### Data provided
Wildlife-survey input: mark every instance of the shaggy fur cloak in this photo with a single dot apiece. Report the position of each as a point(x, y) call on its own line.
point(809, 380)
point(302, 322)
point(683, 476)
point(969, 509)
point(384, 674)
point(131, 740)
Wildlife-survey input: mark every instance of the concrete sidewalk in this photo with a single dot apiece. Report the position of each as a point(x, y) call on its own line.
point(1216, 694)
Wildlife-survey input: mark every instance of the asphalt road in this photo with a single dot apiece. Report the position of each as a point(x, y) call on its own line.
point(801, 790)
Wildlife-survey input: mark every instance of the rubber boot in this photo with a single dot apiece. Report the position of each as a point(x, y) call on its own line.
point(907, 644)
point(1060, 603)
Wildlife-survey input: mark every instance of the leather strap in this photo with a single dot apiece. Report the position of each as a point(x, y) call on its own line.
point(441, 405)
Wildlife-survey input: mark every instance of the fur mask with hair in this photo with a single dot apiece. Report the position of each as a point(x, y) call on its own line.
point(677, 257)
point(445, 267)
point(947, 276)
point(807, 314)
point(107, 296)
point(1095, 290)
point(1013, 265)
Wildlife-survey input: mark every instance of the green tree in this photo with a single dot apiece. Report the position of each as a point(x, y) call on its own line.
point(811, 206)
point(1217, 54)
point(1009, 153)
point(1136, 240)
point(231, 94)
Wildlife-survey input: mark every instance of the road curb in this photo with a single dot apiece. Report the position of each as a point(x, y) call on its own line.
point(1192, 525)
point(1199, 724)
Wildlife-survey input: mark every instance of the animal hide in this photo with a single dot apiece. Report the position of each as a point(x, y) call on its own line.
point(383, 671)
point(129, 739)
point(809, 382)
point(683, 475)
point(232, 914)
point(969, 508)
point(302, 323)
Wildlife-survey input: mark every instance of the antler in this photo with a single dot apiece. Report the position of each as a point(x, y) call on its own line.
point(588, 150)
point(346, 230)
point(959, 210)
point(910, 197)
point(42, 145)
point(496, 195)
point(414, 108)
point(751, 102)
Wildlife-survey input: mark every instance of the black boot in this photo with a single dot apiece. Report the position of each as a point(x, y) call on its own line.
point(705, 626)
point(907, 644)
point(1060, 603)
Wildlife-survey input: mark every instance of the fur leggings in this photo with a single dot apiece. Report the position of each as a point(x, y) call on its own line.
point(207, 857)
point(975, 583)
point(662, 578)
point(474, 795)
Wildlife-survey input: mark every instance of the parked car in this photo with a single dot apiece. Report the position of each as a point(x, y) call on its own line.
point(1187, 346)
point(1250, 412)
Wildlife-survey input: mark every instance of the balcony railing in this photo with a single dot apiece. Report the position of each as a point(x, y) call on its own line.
######
**Objective:** Update the records above by replacing "Wildlife-survey input" with "Field-survey input" wherever it occurs. Keep everything else the same.

**Solution to the problem:**
Field-survey input: mark every instance of the shaggy fur cloak in this photo with a single dot apiece. Report the position of each as a point(x, y) call on its own line.
point(809, 380)
point(302, 322)
point(683, 476)
point(969, 509)
point(384, 674)
point(131, 740)
Field-survey input: mark every instance of the concrete sidewalk in this photo with a single dot apiece. Report the position of each as a point(x, y) call on its own line.
point(1216, 694)
Field-survey input: mark every instance of the asphalt road in this photo with a single dot apiece. Report the position of each as a point(x, y) call on its own line.
point(801, 790)
Field-survey input: mark every instance of the rubber boot in this photo with a single dot apiece. Report the position of each as a point(x, y) call on its own line.
point(907, 644)
point(1060, 603)
Field-survey input: mark every instance of the leather strap in this photo with a single dot apiece. Report the position of each as a point(x, y) call on its own line.
point(441, 405)
Field-survey input: mark every instance of the fur mask with hair in this photo with a single dot apiece. Report the position of each as a point(x, y) call on its own line.
point(677, 257)
point(445, 267)
point(947, 276)
point(807, 314)
point(107, 296)
point(1095, 290)
point(1013, 265)
Field-survey input: mark every instance of the green tree in this photo with a single dot apiece. Report the position of each as a point(x, y) call on its own line.
point(811, 206)
point(1217, 54)
point(1009, 153)
point(1136, 240)
point(231, 94)
Field-survey input: mark every instance of the road curb in this photo with a single dot apiece. Report the position of each as a point(x, y) call on its own line.
point(1192, 525)
point(1199, 724)
Field-survey input: mark every instance of the animal hide in this photo with a single dot apiece. Report the position of each as a point(x, y) call on its own line.
point(383, 671)
point(129, 739)
point(809, 382)
point(683, 475)
point(232, 914)
point(969, 508)
point(302, 323)
Field-survey input: mark every instance of the antler in this photo with a single dot apiece. Report the position of each as a point(x, y) call on its own line.
point(588, 150)
point(346, 230)
point(959, 210)
point(910, 197)
point(42, 145)
point(496, 195)
point(414, 108)
point(751, 102)
Field-survey input: mark every instance of the black boot in this photo with a single dot apiece. Report the position of each as a point(x, y) call on its own line.
point(705, 626)
point(907, 644)
point(1060, 603)
Field-survey input: mark every instance of the fur leggings in this photo with a single dot apiece. Report the position of each as a point(x, y) call on its own line.
point(207, 857)
point(975, 583)
point(662, 578)
point(474, 795)
Field-survey input: mark every instance of the parked car in this photo with a single dot apiece. Report the position of each as a point(x, y) call on its own line.
point(1187, 346)
point(1250, 412)
Field-survey input: mark every instance of the balcony railing in this photo with a single dot apiece. Report the position of each as a point(x, y) call on its own line.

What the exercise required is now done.